**JOBS**:
(a) Answer these from the Greensboro credit rating excerpt, marking each answer (i), (ii), (iii) to match:
(i) About how much of the CIP is expected to be debt-financed?
(ii) Which airport anchors Greensboro's transportation infrastructure?
(iii) What is Greensboro's current population?
(b) In the Greensboro credit rating excerpt, swap "sound" for "solid" and write out the passage that begins at the words "Greensboro is the" and stops after "the capital program.".
(c) Extend the Greensboro credit rating excerpt by writing what comes after its last sentence.

**SOURCE EXCERPT**:

----

LEVERAGE TO RISE, REMAIN MANAGEABLE: The debt profile is projected to rise slightly over the next five years as roughly half of the CIP is expected to be debt-financed. Elevated reliance on variable rate and short-term debt is mitigated by conservative management, rate setting flexibility and strong liquidity.

STABLE ECONOMY: The economy continues to transition, although manufacturing remains a dominant employment sector. Prospects for continued economic development and diversification are buoyed by an increase in building permits and construction activity and Greensboro's large university presence, educated workforce and transportation infrastructure anchored by Piedmont Triad International Airport (PTIA).

RATING SENSITIVITIES

MAINTENANCE OF STRONG FINANCES: The rating is sensitive to shifts in various credit fundamentals, including maintenance of strong financial metrics. Lower financial margins and/or liquidity coupled with emerging rate sensitivity could pressure the rating.

CREDIT PROFILE

Greensboro is the county seat of Guilford County (general obligation [GO] bonds rated 'AAA'/Stable Outlook by Fitch) and the third largest city in the state with a current population of about 280,000.

STRONG FINANCES UNDERPIN THE 'AAA'

The system's financial profile remains sound, resulting from strong fiscal management and adherence to various financial policies. The system routinely generates strong operating margins (above 40% annually for the past seven years) and robust cash balances that are used to fund a sizable portion of the capital program.

----

**GIVEN INFORMATION**:
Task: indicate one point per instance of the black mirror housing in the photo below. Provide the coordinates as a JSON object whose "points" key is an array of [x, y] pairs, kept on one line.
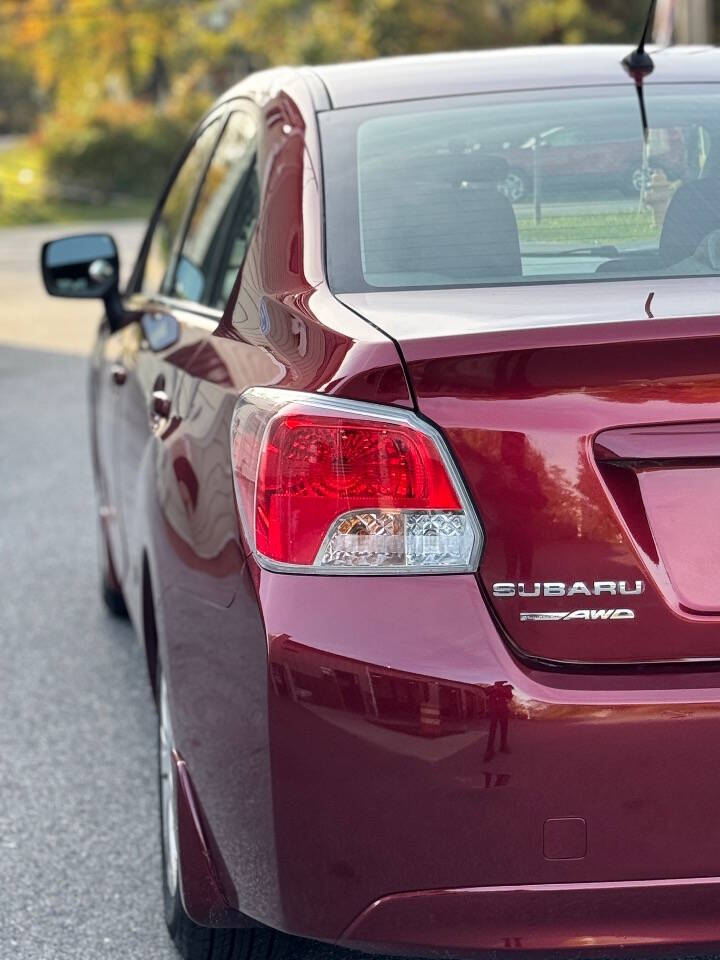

----

**RESPONSES**:
(a)
(i) Roughly half.
(ii) Piedmont Triad International Airport (PTIA).
(iii) About 280,000.

(b)
Greensboro is the county seat of Guilford County (general obligation [GO] bonds rated 'AAA'/Stable Outlook by Fitch) and the third largest city in the state with a current population of about 280,000.

STRONG FINANCES UNDERPIN THE 'AAA'

The system's financial profile remains solid, resulting from strong fiscal management and adherence to various financial policies. The system routinely generates strong operating margins (above 40% annually for the past seven years) and robust cash balances that are used to fund a sizable portion of the capital program.

(c)
Coverage of senior lien and all-in debt service has historically been above 2.0x, which is the city's policy target. Fiscal 2015 DSC was a robust 2.9x, a slightly better result than previously projected and the 2.6x actual coverage in fiscal 2014. An increase in rates has led to a rise in operating revenues over the past three years while operating expenses and debt service have been fairly stable.

Updated pro forma financials provided by the city show results that are very similar to previous estimates and historical trends. DSC is expected to remain above the 2.0x policy goal providing strong excess cash for capital program funding and a strong liquidity position. Fitch believes this will help mitigate an expected rise in debt burden over time.

System liquidity remains robust. Unrestricted cash coupled with available capital reserves and renewal and replacement funds provided the system with over 600 days of cash on hand as of fiscal 2015 (in line with Fitch's median). Liquidity is expected to remain strong with the help of projected rate increases ranging between 3% and 5.5% per year over the next several years. Additional assumptions that are built into the financial forecast appear reasonable and include modest customer and population growth rates as well as a 5% annual growth in operating expenses and increased debt service from the expected issuance of additional bonds.

RATES TO RISE, REMAIN AFFORDABLE

The city raised rates annually from 2004 through 2010 before implementing a slight rollback in rates in 2011. The rollback was attributable to receipt of a cash settlement related to one of the wastewater treatment facilities. Rates were again increased from fiscal 2013 through 2016 by an aggregate 16%.

The average monthly residential bill for combined service for customers living within city limits (covering the vast majority of customers) remains affordable at $66 for 7,500 gallons of water used in 2016, which is equal to about 1.9% of median household income. Most residential customers use closer to 5,000 gallons/month. Greensboro's rates are competitive compared, ranking amongst the lowest in the state.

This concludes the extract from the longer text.